-- Start of TEXT PROVIDED --
-1

I found an example online which contains a method that back propagates the error and adjusts the weights. I was wondering how this exactly works and what weight update algorithm is used. Could it be gradient descent?

 /**
   * all output propagate back
   * 
   * @param expectedOutput
   *            first calculate the partial derivative of the error with
   *            respect to each of the weight leading into the output neurons
   *            bias is also updated here
   */
  public void applyBackpropagation(double expectedOutput[]) {

    // error check, normalize value ]0;1[
    for (int i = 0; i < expectedOutput.length; i++) {
        double d = expectedOutput[i];
        if (d < 0 || d > 1) {
            if (d < 0)
-- End of TEXT PROVIDED --
-- Start of RECORDED INFORMATION --
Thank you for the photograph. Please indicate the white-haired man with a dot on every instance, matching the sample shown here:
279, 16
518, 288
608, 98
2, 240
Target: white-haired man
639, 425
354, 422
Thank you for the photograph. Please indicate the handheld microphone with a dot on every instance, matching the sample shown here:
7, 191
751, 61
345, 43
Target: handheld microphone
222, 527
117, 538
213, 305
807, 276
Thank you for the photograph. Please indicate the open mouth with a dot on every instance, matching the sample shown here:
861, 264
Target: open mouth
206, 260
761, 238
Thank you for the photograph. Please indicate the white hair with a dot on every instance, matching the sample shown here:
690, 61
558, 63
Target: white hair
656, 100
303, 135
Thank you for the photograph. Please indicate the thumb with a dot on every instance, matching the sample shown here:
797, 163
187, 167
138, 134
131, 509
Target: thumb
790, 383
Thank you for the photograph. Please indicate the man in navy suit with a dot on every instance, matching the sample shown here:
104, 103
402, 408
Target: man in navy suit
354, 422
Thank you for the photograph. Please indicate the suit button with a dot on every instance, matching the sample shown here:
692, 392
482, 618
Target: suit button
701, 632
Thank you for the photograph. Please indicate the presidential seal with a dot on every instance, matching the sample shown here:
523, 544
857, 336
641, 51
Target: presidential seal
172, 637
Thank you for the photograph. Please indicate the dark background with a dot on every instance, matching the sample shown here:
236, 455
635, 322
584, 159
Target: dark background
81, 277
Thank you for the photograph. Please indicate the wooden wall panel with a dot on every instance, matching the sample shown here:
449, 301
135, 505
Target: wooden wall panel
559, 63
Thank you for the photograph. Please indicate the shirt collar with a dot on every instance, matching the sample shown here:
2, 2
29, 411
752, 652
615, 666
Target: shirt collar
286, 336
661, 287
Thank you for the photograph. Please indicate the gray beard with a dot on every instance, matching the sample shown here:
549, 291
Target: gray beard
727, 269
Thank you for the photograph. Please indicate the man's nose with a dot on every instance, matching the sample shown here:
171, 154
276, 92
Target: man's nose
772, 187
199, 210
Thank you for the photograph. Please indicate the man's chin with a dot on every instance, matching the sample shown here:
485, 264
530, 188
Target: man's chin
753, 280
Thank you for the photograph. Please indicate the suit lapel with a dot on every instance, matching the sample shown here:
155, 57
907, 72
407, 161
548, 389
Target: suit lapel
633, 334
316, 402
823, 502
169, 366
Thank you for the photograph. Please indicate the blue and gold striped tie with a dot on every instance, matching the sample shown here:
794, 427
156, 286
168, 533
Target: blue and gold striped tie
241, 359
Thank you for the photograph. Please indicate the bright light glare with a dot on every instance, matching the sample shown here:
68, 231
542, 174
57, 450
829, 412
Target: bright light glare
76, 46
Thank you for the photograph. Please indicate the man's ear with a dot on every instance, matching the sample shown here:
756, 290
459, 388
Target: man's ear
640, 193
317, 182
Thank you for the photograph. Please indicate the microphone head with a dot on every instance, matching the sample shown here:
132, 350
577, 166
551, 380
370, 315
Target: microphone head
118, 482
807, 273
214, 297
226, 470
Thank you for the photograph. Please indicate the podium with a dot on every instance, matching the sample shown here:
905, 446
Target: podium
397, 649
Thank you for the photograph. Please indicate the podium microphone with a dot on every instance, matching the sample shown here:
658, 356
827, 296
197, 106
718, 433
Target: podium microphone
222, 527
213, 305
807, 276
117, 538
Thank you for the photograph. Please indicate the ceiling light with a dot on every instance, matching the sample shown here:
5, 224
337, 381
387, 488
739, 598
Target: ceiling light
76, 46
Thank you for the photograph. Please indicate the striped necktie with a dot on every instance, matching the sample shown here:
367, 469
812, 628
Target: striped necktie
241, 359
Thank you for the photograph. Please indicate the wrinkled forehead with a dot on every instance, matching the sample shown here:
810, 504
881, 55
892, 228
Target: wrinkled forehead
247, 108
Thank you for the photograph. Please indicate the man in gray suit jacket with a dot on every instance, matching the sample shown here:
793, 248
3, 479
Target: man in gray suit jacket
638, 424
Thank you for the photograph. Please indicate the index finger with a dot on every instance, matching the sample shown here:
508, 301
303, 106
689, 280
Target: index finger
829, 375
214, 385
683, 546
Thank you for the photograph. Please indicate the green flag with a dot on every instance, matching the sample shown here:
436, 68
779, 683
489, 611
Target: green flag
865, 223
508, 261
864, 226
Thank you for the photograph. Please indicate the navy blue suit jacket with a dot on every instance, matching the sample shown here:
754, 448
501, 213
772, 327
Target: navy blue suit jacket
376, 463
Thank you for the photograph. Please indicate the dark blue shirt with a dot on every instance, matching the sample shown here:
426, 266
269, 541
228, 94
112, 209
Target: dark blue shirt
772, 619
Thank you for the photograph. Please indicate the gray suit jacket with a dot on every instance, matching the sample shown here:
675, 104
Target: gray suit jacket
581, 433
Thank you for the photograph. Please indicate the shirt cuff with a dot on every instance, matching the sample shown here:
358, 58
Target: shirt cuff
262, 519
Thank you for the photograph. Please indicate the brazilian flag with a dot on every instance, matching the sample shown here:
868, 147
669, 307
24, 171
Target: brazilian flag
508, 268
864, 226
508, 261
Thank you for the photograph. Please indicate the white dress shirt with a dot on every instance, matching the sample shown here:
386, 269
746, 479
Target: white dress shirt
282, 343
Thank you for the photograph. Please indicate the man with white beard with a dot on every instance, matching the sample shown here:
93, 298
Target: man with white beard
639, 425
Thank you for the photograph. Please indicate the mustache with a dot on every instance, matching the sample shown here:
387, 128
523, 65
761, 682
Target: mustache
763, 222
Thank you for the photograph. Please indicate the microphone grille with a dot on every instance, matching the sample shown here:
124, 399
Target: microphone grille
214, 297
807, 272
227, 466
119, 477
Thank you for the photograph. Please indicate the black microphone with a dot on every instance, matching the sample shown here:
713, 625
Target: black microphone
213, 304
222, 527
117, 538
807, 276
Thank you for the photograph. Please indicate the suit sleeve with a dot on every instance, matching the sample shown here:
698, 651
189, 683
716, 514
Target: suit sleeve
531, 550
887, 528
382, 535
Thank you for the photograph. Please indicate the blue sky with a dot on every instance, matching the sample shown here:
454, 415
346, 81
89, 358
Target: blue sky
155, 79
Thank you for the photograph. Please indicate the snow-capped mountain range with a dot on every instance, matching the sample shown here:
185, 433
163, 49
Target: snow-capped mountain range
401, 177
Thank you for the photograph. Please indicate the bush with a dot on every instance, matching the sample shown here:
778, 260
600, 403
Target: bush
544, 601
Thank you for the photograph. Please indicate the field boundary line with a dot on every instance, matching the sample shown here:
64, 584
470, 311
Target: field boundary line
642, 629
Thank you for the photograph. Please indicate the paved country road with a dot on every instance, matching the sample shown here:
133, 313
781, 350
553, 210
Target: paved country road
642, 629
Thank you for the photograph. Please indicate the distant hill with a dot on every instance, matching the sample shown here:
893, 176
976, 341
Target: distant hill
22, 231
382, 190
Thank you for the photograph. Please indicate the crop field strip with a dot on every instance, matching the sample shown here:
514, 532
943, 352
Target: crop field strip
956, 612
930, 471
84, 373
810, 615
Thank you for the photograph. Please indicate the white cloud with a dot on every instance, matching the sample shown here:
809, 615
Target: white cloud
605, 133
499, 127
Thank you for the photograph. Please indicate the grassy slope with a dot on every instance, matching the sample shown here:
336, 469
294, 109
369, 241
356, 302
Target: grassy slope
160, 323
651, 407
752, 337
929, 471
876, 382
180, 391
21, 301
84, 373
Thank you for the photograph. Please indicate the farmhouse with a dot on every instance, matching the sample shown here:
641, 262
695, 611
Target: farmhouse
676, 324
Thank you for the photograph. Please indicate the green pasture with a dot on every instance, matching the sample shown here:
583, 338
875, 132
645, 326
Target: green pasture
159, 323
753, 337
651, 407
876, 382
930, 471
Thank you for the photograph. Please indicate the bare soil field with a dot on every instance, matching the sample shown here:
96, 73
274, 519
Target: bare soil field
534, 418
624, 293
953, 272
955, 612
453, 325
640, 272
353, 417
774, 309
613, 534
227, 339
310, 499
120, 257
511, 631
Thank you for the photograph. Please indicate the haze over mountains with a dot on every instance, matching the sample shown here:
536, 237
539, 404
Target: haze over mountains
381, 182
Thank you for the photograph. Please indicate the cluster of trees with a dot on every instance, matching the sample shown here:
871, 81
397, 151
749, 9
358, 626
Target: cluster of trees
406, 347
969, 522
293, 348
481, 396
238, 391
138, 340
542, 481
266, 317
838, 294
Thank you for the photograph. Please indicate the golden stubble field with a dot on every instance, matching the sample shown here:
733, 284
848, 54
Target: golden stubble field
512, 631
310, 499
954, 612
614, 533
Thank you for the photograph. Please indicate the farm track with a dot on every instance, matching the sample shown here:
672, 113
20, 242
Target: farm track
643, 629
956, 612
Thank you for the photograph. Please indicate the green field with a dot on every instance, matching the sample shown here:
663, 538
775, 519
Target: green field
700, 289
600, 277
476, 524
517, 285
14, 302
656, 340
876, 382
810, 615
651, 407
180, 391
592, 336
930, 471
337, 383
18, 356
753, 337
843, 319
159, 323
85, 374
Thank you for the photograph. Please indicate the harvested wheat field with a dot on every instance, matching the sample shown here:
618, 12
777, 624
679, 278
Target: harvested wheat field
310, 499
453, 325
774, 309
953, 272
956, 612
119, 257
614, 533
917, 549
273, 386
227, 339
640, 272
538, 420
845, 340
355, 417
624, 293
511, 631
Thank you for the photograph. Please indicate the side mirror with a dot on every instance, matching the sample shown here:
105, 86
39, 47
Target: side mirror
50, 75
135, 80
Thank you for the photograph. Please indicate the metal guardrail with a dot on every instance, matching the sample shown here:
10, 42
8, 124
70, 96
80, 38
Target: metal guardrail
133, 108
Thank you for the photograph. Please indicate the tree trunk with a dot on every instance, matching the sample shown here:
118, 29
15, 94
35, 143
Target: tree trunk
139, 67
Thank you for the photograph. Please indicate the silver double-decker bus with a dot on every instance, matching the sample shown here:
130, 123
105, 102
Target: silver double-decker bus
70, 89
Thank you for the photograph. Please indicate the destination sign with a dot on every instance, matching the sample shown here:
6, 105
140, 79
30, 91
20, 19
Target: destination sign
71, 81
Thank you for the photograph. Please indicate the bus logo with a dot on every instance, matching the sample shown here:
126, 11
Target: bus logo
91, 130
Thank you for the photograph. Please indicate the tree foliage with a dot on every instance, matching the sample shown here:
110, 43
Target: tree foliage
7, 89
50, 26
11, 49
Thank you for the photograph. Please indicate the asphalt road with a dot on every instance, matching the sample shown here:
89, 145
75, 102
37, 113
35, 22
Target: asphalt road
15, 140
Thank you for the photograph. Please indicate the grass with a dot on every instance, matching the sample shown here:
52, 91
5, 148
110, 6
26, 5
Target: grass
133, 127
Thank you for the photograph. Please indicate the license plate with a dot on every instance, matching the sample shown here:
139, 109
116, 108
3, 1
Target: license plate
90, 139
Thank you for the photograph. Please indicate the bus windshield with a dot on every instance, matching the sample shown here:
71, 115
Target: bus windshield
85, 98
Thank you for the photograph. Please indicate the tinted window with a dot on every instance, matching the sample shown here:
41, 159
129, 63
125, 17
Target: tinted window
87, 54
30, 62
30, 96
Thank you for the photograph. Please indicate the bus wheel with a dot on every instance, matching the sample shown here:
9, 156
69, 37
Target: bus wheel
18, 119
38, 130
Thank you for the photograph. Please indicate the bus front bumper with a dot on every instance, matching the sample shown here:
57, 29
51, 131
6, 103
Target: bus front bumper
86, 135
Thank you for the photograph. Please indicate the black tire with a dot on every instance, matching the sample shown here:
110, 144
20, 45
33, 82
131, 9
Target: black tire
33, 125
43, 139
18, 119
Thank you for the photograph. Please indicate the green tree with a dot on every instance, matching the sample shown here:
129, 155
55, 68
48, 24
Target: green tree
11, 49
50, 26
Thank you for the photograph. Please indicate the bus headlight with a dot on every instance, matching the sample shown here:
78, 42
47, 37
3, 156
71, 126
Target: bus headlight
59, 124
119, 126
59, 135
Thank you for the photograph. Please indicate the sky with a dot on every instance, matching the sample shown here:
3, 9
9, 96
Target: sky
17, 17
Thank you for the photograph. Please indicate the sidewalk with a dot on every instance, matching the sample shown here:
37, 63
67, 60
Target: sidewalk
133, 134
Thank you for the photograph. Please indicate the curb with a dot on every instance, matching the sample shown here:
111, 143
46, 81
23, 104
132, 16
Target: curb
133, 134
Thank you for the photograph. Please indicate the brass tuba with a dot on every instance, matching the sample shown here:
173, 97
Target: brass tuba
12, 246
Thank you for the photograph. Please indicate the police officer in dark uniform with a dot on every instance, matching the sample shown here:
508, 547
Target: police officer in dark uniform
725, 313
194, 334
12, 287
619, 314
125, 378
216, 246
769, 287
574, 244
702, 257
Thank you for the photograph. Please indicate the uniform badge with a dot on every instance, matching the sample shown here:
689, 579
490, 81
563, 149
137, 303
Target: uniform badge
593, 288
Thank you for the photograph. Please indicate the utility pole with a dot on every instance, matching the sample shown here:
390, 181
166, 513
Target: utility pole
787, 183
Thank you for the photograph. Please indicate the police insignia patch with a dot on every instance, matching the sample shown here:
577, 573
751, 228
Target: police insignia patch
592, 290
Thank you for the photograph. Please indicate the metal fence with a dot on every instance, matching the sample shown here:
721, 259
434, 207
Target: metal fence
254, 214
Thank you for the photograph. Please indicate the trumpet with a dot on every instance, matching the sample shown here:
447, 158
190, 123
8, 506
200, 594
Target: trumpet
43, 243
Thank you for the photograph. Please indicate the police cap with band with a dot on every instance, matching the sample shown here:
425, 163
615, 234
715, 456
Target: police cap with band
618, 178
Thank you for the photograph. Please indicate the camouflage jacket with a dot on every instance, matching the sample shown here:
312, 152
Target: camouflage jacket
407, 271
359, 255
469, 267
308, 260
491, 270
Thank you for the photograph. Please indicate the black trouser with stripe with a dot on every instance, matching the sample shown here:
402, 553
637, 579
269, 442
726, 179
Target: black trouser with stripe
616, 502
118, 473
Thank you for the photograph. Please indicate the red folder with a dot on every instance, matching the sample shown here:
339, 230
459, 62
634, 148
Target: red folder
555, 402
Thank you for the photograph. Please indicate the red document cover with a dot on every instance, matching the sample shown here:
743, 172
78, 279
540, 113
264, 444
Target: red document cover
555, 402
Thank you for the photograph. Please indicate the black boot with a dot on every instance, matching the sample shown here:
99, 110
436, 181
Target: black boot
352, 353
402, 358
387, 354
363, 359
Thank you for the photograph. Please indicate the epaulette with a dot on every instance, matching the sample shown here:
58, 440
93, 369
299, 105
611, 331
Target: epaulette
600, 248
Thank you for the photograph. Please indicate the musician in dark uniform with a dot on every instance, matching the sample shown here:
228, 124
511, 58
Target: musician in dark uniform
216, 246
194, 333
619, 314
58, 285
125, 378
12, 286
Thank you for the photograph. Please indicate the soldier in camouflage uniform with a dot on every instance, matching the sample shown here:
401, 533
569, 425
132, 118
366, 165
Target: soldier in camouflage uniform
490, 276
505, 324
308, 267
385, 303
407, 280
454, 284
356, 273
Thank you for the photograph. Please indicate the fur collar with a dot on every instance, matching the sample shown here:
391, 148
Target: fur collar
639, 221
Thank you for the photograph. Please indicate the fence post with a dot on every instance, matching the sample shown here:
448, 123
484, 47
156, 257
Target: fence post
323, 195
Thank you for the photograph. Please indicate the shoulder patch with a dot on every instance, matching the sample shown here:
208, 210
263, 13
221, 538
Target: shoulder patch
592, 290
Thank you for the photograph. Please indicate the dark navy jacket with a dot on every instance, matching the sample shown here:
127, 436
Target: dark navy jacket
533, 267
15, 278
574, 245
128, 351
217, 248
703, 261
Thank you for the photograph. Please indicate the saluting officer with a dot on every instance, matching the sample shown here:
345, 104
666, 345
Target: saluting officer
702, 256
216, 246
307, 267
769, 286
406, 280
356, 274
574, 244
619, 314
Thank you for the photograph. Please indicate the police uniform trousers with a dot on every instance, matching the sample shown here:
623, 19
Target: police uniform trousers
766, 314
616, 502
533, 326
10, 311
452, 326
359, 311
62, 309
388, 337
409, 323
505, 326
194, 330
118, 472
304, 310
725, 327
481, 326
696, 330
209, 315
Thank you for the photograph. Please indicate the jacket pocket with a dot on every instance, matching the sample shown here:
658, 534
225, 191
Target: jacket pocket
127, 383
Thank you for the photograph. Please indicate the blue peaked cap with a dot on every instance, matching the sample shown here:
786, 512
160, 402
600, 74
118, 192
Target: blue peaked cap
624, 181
-- End of RECORDED INFORMATION --
**PARTS OF THE EXERCISE**
(1) From the backpropagation post above, copy the part that begins with the words "I found an example" and ends after the words "be gradient descent?".
(2) Which Java reserved keywords show up in the code of the backpropagation post? List each one once.

**TASK RESULTS**
(1)
I found an example online which contains a method that back propagates the error and adjusts the weights. I was wondering how this exactly works and what weight update algorithm is used. Could it be gradient descent?

(2) public, void, double, for, int, if